> _About this task_
Your answer should be the full data, transcribed exactly, with no pictures in it.

> _Data for analysis_
◇ ◇ ◇ ◇ ◇
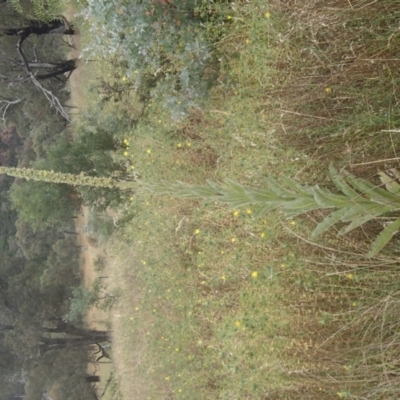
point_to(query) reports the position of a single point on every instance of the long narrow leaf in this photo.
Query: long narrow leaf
(326, 199)
(384, 237)
(328, 221)
(342, 185)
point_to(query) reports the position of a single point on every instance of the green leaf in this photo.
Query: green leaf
(391, 184)
(327, 199)
(328, 221)
(384, 237)
(302, 190)
(299, 206)
(278, 189)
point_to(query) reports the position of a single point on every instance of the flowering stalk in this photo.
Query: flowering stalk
(359, 202)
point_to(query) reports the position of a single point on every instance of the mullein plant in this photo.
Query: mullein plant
(359, 201)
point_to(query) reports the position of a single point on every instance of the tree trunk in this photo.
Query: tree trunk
(35, 27)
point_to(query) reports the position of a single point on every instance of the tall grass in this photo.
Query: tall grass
(218, 304)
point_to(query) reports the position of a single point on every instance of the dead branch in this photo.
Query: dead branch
(52, 99)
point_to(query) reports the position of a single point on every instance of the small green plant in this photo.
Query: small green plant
(360, 201)
(162, 39)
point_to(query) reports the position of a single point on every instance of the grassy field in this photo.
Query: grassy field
(218, 304)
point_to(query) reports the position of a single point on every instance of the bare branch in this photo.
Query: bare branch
(52, 99)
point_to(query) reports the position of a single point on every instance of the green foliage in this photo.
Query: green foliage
(45, 10)
(49, 204)
(81, 300)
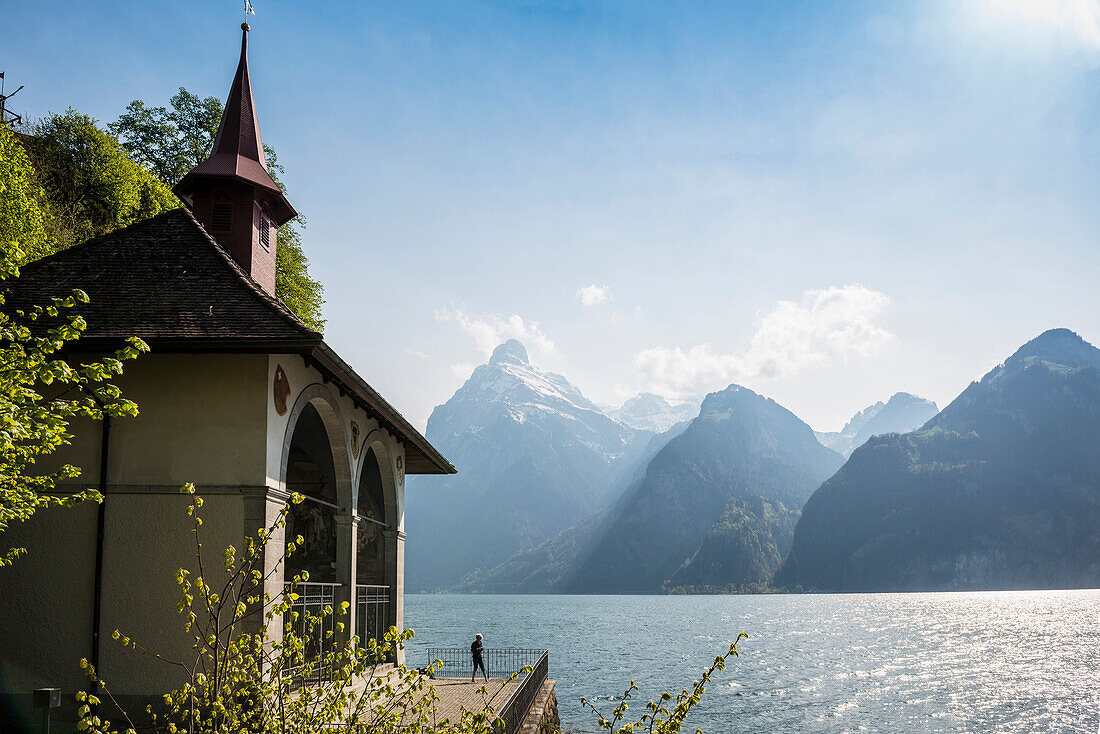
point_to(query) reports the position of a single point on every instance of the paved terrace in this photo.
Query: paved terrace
(458, 692)
(455, 693)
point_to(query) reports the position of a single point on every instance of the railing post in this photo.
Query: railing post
(345, 576)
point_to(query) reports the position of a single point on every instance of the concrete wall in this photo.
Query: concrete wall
(211, 419)
(45, 609)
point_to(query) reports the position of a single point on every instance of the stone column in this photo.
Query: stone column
(262, 507)
(345, 574)
(395, 578)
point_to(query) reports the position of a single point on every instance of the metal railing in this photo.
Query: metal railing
(312, 598)
(519, 703)
(499, 663)
(372, 604)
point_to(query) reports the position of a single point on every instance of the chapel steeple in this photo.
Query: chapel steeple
(231, 193)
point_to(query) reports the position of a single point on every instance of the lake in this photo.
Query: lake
(966, 661)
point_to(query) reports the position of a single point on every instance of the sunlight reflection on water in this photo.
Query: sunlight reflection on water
(967, 661)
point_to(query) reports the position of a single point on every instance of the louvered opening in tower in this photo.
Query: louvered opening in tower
(221, 218)
(265, 232)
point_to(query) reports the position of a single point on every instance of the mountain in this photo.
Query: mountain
(1001, 490)
(540, 570)
(744, 453)
(534, 457)
(652, 413)
(901, 414)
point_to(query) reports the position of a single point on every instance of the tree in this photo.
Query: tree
(91, 185)
(22, 200)
(41, 393)
(235, 678)
(171, 142)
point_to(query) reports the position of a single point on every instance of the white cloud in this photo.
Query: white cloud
(1076, 22)
(593, 295)
(825, 325)
(490, 331)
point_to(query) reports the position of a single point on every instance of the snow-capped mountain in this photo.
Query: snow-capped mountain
(534, 457)
(649, 412)
(901, 414)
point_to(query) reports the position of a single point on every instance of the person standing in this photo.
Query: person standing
(476, 652)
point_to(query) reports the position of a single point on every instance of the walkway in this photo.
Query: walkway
(455, 693)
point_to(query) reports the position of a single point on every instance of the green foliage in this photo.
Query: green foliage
(1001, 490)
(171, 142)
(294, 285)
(91, 185)
(661, 715)
(237, 678)
(243, 677)
(41, 393)
(22, 201)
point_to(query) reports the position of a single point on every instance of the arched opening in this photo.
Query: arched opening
(372, 584)
(370, 561)
(310, 472)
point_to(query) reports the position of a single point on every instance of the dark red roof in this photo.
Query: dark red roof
(238, 151)
(166, 281)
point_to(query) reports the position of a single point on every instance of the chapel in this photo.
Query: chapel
(237, 396)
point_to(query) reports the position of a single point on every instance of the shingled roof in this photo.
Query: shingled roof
(162, 278)
(166, 281)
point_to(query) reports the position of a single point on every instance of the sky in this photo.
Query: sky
(824, 201)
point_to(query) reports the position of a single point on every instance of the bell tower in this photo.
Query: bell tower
(231, 193)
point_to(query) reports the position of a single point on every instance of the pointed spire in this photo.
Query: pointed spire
(238, 150)
(239, 132)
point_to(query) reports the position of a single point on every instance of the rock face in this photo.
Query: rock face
(652, 413)
(713, 508)
(1001, 490)
(901, 414)
(534, 457)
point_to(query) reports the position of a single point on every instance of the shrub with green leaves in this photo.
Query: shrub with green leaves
(662, 714)
(249, 670)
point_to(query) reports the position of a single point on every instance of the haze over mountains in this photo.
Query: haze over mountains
(556, 495)
(902, 413)
(1001, 490)
(534, 457)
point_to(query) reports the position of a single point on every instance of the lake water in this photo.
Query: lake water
(979, 661)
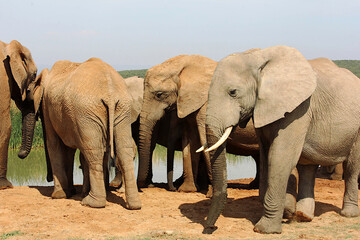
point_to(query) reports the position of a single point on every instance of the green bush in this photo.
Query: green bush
(15, 138)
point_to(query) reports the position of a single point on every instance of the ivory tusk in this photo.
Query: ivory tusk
(221, 140)
(202, 148)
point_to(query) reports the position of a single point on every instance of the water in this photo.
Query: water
(32, 170)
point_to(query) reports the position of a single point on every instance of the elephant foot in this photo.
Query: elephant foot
(290, 206)
(92, 202)
(350, 210)
(134, 204)
(266, 225)
(121, 190)
(4, 183)
(187, 187)
(305, 210)
(58, 194)
(171, 187)
(254, 184)
(209, 194)
(115, 183)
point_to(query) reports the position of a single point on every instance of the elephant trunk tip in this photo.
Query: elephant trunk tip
(209, 229)
(23, 153)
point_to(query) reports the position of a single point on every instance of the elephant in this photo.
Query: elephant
(306, 113)
(181, 83)
(86, 106)
(167, 134)
(17, 70)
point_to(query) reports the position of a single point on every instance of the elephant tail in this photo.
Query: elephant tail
(111, 112)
◇ ◇ ◇ ◇ ◇
> _Response to the task_
point_to(query) reports the position of a single point on every instance of the long narrow leaf in this photo.
Query: long narrow leaf
(326, 199)
(384, 237)
(328, 221)
(342, 185)
point_to(query) reports the position of a single point on every instance of the green leaf in this photo.
Query: green leaf
(391, 184)
(327, 199)
(328, 221)
(384, 237)
(302, 190)
(299, 206)
(278, 189)
point_to(query) reports the position of a single point on every instance of the flowering stalk in this photo.
Query: flowering stalk
(359, 202)
point_to(query) reports the position of a single point on every instance of the mullein plant in this photo.
Query: mullein plant
(359, 201)
point_to(query) reports the position of a single point on every instance of the tree trunk in this photo.
Query: tree trunk
(35, 27)
point_to(query) reports the position of a single point on every instance of the tall grass in this photo.
Query: tall grass
(218, 304)
point_to(query) reports the position of a single point on every instance of the dead branch in this photo.
Query: dead branch
(52, 99)
point_to(query) reports the position of a single point on every instance of the small green plant in this photo.
Query: small green plant
(360, 201)
(162, 39)
point_to(query) reports the position of a single point on every instance of the grassy field in this photo.
Query: grassy field
(218, 304)
point_to(query) reports the position of a single point on every instance of the bare branch in this photo.
Query: bare branch
(52, 99)
point_to(query) reports the position of a single point on every instance of the green foliage in this photo.
Query: green foliage
(45, 10)
(49, 204)
(81, 300)
point_to(query) reports the position of a single point on every instance of the paved terrace in this photo.
Query: paved terrace
(458, 692)
(455, 693)
point_to(query) reports the position of a single point on every instance of the railing post in this photo.
Query: railing post
(345, 576)
point_to(query) reports the position of a single point on every instance of the concrete wall in this photo.
Query: concrete wall
(211, 419)
(45, 609)
point_to(query) reports the position of a single point on every instance of the stone column in this photo.
Query: stone column
(262, 507)
(345, 574)
(395, 578)
point_to(query) reports the position of a single point on every instance of the metal railing in this photo.
Query: metal railing
(312, 598)
(519, 703)
(499, 663)
(372, 604)
point_to(query) reports the position of a single point on every instance of the chapel steeple in this photo.
Query: chapel steeple
(231, 193)
point_to(query) reports the position of a single point on every instance of the lake in this photo.
Query: lake
(966, 661)
point_to(query) reports the position of a single point on every instance of the sunlight reflection on water in this photo.
Query: sunlight reflection on water
(967, 661)
point_to(query) reports the position of a single point on every instance of the louvered opening in tower in this photo.
Query: louvered opening in tower
(221, 218)
(265, 232)
point_to(query) reports the position of a single point on every instance of the mountain in this photo.
Query: mountain
(1001, 490)
(540, 570)
(744, 453)
(534, 457)
(652, 413)
(901, 414)
point_to(query) reports the position of a single point on every instance of the tree in this photo.
Query: tree
(91, 185)
(22, 200)
(41, 393)
(235, 678)
(171, 142)
point_to(query) reports the position of a single point on every instance of the white cloud in this photo.
Query: white cloud
(1076, 22)
(593, 295)
(825, 325)
(490, 331)
point_to(query) reports the position of a single point on every instance of the snow-capped mountain in this photo.
Query: snow-capped mountain
(534, 457)
(649, 412)
(901, 414)
point_to(query) reports the position of a single point on every instance of the person standing in this photo.
Query: person standing
(476, 652)
point_to(query) reports the position of a single point on every instance of the walkway in this photo.
Query: walkway
(455, 693)
point_to(query) reports the position of a single point on every instance of the green foliage in this photo.
Query: green foliage
(1001, 490)
(171, 142)
(294, 285)
(91, 185)
(661, 715)
(237, 678)
(243, 677)
(41, 393)
(22, 201)
point_to(query) reports the position of a single point on every instance of the arched opening in this photo.
Query: arched opening
(372, 584)
(370, 561)
(310, 472)
point_to(query) reports the position of a single point on every instance of the dark red roof in this photo.
Query: dark red roof
(238, 151)
(166, 281)
point_to(query) reports the position of a single point on every instance of the chapel in this photo.
Query: chapel
(237, 396)
point_to(query) reports the position of a single point on every instance of the shingled roof in this photo.
Query: shingled roof
(162, 278)
(166, 281)
point_to(query) reports the position of a single point on every instance of the sky in this photo.
Query: sky
(824, 201)
point_to(query) reports the position of a single point on every instance of the bell tower in this photo.
Query: bell tower
(231, 193)
point_to(query) reports the position of a single point on every instance of the pointed spire in this photo.
Query: pointed spire
(238, 150)
(239, 132)
point_to(query) reports the position of a single point on every instance of the rock face in this photo.
Query: rock face
(652, 413)
(713, 508)
(1001, 490)
(901, 414)
(534, 457)
point_to(query) reports the position of a single point on every instance of the shrub with green leaves in this photo.
Query: shrub with green leaves
(662, 714)
(249, 670)
point_to(query) reports the position of a single point on every instance of the haze over mountains in this photo.
Query: haze over mountains
(556, 495)
(902, 413)
(1001, 490)
(534, 457)
point_to(query) reports the position of a single point on every instance of the lake water in this photo.
Query: lake water
(979, 661)
point_to(query) reports the position of a single point on every instance of the green bush in this photo.
Query: green bush
(15, 138)
point_to(query) reports the position of a single point on every instance of the ivory tusk in this photo.
Query: ivory tusk
(221, 140)
(202, 148)
point_to(query) reports the position of a single point on every instance of the water in this photo.
Query: water
(32, 170)
point_to(query) reports the position of a single point on every instance of the elephant foot in this photo.
Query: elephant foot
(290, 206)
(92, 202)
(350, 210)
(134, 204)
(266, 225)
(121, 190)
(4, 183)
(187, 187)
(305, 210)
(58, 194)
(171, 187)
(254, 184)
(209, 194)
(115, 183)
point_to(query) reports the position of a single point on every instance of the elephant trunk tip in this photo.
Query: elephant trunk tip
(209, 229)
(23, 153)
point_to(query) reports the position of a single point on every instance of the elephant in this photo.
Query: elephant
(306, 113)
(181, 83)
(86, 106)
(167, 134)
(17, 70)
point_to(query) reports the position of a single point on every instance of the elephant tail in this photo.
Query: elephant tail
(111, 112)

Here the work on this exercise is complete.